__PASSAGE SHOWN__:

-.-.-

She was the textbook case for a severe burns victim. She went into cardiac arrest five times, suffered pneumonia and her kidneys failed. She has endured 45 operations.
“It’s like you’re hit by a car, only to stand up and then to be hit by a truck and to survive and then to be run down by a train,” says Mande Toubkin, the head of trauma and transplants at Netcare, of Pippie’s ordeal.
In the days after the tragedy, Pippie swelled three times her size. “We actually called her the Michelin baby,” remembers Mia. “We had some doctors tell us we were wasting our time, that we were treating a piece of meat… But she’s an absolute fighter.”
Mia spent the past week worried about the logistics of flying the cloned skin from the US. But he was excited. “This was a great procedure. It’s the best thing anyone could ever ask for – to have your own skin grown elsewhere and put back on you.”
It hurts Kruger now to see her daughter bandaged so tightly she can’t move, on drips and a ventilator again. She is in an induced coma and has to be kept completely still to not disrupt the fragile skin – thinner than hair – from attaching and being kept alive.
“Seeing her like that is like seeing her the first time she got admitted,” says tears welling in her eyes. “I can’t wait for Monday when they take all the yukkies off.”
She remembers how Dr Mia told her and her husband Erwin that Pippie needed skin grafts.
Kruger was adamant that the doctors would not touch the perfect skin that remained, untouched by the flames. “I told Dr Mia to please give me a week or two, that I would find a miracle somewhere.”
She punched “burn wounds, stem cells, wound healing” into Google – and found her miracle, the Genzyme lab in Boston, which clones human skin. Several weeks later, its specialised biopsy kit arrived.
“When it got here and there were no special effects we were like, “Oh, is that it?” It was just this bowl that came with tubes in it.”
They packed the tiny 2cm by 6cm ovals of Pippie’s skin that had been harvested from her groin and nappy area and sent it back. “A little less than a month later, we had 41 pieces of perfect skin… it was awesome,” she says.
Kruger is keeping her brown hair streaked with pink – it’s her daughter’s favourite colour and a celebration of when she started breathing on her own. “When I walked into the room that day with this shocking pink hair, Pippie’s eyes lit up, so I decided to keep it pink.”
Her daughter’s mass of blonde curls, too, are growing back. “Where there wouldn’t have grown hair, it’s growing. It’s just a sign of the miracle not stopping. People think when you talk about a miracle, it’s like Lazarus in the Bible. But now it’s six months and everyone is seeing it.”

-.-.-

Resume the article about Pippie's recovery from her burns, picking up after its final sentence. The data that follow come from a separate source.

__EXCERPTED RECORDS__:
-.-.-

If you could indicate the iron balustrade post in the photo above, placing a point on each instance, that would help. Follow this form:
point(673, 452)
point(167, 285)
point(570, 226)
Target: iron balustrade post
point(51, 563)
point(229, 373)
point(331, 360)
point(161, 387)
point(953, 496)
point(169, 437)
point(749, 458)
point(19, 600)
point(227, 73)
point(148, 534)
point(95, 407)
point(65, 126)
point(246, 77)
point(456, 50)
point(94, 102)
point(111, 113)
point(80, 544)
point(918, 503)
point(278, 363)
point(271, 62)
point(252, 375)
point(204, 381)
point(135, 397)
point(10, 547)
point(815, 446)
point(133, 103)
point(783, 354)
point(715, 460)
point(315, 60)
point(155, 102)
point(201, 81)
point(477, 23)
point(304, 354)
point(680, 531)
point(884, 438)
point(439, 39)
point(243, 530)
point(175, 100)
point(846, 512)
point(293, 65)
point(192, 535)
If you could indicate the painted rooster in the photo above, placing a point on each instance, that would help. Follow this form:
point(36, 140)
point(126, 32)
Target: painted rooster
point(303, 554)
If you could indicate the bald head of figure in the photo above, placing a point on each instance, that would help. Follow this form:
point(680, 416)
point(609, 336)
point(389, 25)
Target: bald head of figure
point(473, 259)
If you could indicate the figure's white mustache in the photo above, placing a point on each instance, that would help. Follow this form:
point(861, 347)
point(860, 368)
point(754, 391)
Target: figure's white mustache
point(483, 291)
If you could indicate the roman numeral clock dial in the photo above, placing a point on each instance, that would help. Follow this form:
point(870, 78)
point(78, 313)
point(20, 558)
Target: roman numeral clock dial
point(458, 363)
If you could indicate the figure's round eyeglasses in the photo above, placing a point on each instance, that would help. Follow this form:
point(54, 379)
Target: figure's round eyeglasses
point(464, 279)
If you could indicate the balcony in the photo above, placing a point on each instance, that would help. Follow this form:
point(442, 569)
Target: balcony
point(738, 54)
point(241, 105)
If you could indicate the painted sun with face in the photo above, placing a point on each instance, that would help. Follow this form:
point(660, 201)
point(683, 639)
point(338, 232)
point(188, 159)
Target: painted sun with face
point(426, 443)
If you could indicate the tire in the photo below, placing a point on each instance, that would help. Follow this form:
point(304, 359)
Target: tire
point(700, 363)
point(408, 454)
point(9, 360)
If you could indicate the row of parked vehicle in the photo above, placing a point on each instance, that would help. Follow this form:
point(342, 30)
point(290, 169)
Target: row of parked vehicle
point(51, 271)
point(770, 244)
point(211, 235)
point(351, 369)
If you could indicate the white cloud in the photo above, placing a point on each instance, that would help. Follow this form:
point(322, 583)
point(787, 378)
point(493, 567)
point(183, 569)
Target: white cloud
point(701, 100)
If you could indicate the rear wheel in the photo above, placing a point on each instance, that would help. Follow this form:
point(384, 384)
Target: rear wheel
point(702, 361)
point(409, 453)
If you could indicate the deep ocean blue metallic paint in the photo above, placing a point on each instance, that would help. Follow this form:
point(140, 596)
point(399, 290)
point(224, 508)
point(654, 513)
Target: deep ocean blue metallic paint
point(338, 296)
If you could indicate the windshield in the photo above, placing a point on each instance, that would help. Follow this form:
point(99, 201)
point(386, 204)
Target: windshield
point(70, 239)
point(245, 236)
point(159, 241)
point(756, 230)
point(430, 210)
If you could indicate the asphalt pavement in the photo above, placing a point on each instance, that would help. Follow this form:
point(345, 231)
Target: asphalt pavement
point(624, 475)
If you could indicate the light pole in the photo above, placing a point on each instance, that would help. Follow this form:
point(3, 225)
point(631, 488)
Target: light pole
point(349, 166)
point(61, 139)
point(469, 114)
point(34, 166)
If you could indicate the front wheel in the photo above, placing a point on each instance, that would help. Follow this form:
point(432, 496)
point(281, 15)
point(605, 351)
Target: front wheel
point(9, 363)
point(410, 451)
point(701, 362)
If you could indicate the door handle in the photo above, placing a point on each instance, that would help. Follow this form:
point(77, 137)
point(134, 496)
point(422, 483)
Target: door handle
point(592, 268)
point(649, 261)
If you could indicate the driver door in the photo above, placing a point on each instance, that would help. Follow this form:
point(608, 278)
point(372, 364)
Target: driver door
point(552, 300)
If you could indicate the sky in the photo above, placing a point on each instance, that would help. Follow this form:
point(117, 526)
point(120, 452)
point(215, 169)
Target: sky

-.-.-

__RESULT__:
Pippie can only say “mama, papa and eina” and will have to learn to talk again. “Because she can’t talk, we won’t tell her what happened (the accident) yet.”
She was a happy child, and her mother remembers her stealing Aromat and being yellow from head to toe.
In a way, Kruger has come out of her own shell. “I’m finding out how many people I inspire. I mean I was the biggest Goth loser in school and God chose me for this wonderful thing.”
In the past six months, Kruger has been home for just three days. She now has a flat in nearby Melville, 3km from Pippie’s rehabilitation centre, and will continue to see Erwin and her family on weekends. The hospital staff are like family now.
Her mom has been caring for baby Arno who turns one next week. “It hurts to not spend time with my son, but at least he won’t remember this.”
Erwin, a professional hunter, blames himself for lighting the braai on New Year’s Eve when the bottle of fire lighter gel exploded. Pippie was just metres away and was swallowed by the flames.
“His arm has healed but his heart is still very sore.
“She’s his princess. He blames himself but it was just an accident. So many people ask me if I blame him. How on earth could I ever?”
Pippie has a long road ahead. There will be extensive rehabilitation and more surgery.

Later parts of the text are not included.